## Textvorlage
# # # # # # #
SZ-Adventskalender:Ein warmes Essen am Tag

Die Malteser bieten Mahlzeiten-Patenschaften für Menschen an, denen abzüglich der Miete weniger als 550 Euro zum Leben bleiben. Kurierfahrer bringen den Bedürftigen die Speisen nach Hause

Von Gudrun Passarge, Haar

SZ-Adventskalender: Fahrer Josef Götz von den Maltesern beliefert Menschen im Landkreis und in München mit Tiefkühlkost. Dabei bekommt er auch Einblicke in traurige Schicksale.

Fahrer Josef Götz von den Maltesern beliefert Menschen im Landkreis und in München mit Tiefkühlkost. Dabei bekommt er auch Einblicke in traurige Schicksale.

(Foto: Claus Schunk)
# # # # # # #
## Aufgabenstellung
**a.** Geben Sie aus der Textvorlage den Wortlaut von „Von Gudrun Passarge, Haar“ bis einschließlich „(Foto: Claus Schunk)“ unverändert wieder.
**b.** Nennen Sie sämtliche Personen, die in der Textvorlage mit vollem Namen erwähnt werden.

## Rohdaten
# # # # # # #
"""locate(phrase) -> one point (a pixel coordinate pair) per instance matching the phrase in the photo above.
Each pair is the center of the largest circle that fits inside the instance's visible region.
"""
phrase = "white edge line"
# # # # # # #
## Schriftliche Antworten
**a.**
Von Gudrun Passarge, Haar

SZ-Adventskalender: Fahrer Josef Götz von den Maltesern beliefert Menschen im Landkreis und in München mit Tiefkühlkost. Dabei bekommt er auch Einblicke in traurige Schicksale.

Fahrer Josef Götz von den Maltesern beliefert Menschen im Landkreis und in München mit Tiefkühlkost. Dabei bekommt er auch Einblicke in traurige Schicksale.

(Foto: Claus Schunk)

**b.** Gudrun Passarge, Josef Götz, Claus Schunk